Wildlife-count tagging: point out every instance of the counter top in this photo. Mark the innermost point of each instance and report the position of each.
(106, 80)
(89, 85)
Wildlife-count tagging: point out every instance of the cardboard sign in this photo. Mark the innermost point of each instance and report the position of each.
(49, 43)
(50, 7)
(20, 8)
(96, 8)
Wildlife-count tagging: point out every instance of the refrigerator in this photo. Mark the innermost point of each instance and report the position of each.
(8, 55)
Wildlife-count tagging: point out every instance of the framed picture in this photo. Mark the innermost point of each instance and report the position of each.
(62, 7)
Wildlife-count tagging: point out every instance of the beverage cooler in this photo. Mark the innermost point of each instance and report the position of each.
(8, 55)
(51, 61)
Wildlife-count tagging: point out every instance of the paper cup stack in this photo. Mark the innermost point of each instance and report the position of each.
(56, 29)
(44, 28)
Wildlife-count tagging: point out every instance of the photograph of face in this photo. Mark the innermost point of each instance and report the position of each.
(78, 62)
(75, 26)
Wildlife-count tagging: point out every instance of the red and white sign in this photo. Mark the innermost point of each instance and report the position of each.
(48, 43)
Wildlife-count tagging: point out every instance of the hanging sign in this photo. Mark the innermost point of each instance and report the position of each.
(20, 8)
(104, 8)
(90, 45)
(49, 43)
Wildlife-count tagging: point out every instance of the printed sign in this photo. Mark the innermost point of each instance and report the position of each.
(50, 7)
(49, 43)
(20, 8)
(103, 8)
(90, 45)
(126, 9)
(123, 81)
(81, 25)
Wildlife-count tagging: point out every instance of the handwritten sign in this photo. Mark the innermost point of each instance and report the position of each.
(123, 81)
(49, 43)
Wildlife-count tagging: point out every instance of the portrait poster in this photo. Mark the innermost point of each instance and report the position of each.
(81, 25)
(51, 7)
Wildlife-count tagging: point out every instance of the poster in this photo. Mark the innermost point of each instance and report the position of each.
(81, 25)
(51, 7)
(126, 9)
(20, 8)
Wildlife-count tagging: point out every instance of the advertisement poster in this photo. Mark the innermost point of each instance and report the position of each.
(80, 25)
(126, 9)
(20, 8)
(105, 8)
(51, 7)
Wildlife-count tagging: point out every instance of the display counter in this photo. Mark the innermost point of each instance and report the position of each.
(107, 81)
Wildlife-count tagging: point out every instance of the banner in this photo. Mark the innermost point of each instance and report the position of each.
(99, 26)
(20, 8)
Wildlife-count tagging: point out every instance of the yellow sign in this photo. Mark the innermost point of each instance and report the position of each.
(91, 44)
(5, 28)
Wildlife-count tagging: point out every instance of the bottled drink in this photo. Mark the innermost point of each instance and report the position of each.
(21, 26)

**Set problem**
All of the entries above need to be reproduced exactly.

**Final answer**
Wildlife-count tagging: point out every instance of the counter top in this photo. Mark the innermost point of each instance and report the position of each.
(106, 80)
(89, 85)
Wildlife-count tagging: point out every instance of the cardboard sign in this photo. Mark the innermost point of each instance and report the position of each.
(49, 43)
(50, 7)
(20, 8)
(96, 8)
Wildlife-count tagging: point out every instance of the refrigerator in this photo. Mark the innermost point of each instance and report the position of each.
(8, 55)
Wildlife-count tagging: point out every instance of the framed picture in this photo. Mark the innermost point of each instance and report the position of each.
(62, 7)
Wildlife-count tagging: point out every instance of the beverage cooler in this photo. Mark the innermost point of each instance and report the position of each.
(8, 55)
(51, 61)
Wildlife-count tagging: point out every instance of the paper cup stack in this photo. Mark the innermost point of each instance and report the position of each.
(56, 29)
(44, 28)
Wildlife-count tagging: point out every instance of the photograph of face in this photo. Mark the innermost point of each instance and report the position of each.
(78, 62)
(75, 26)
Wildlife-count tagging: point out every instance of the red and white sign in this photo. Mark the innermost point of each instance and report the position of each.
(48, 43)
Wildlife-count tagging: point out every instance of the hanging sign in this photo. Mark the innermost point of each instance and report the position of each.
(20, 8)
(104, 8)
(90, 45)
(49, 43)
Wildlife-count tagging: point out every instance of the printed sign in this photo. Mark the innermost point of each instance and report the position of each.
(50, 7)
(49, 43)
(20, 8)
(103, 8)
(90, 45)
(126, 9)
(123, 81)
(81, 25)
Wildlife-count tagging: point out every instance of the handwritten sign in this photo. Mark the innermost point of each instance and report the position of each.
(123, 81)
(49, 43)
Wildlife-count tagging: point out every instance of the portrait poster in this photo. Mark the innermost point of each instance and report the position of each.
(81, 25)
(51, 7)
Wildlife-count tagging: point out every instance of the poster in this photo. Mark the innermost point of each instance and report the position of each.
(81, 25)
(51, 7)
(126, 9)
(20, 8)
Wildlife-count tagging: point out every instance of the advertisement poster in this photo. Mark the innermost point of each instance and report the position of each.
(80, 25)
(126, 9)
(20, 8)
(105, 8)
(51, 7)
Wildlife-count tagging: point out every instance of the display counter in this photo. Mark the innermost point of each instance and report the position of each.
(107, 81)
Wildlife-count tagging: point out every instance of the banner in this photo. Mark the innermost point of each instance and report the position of each.
(99, 26)
(20, 8)
Wildlife-count tagging: point out every instance of the yellow sign in this photo. Mark the innermost point of each instance and report the position of each.
(91, 44)
(5, 28)
Wildlife-count tagging: point out every instance of the bottled drink in this photo. Mark the innermost point of each instance and report the position of each.
(21, 26)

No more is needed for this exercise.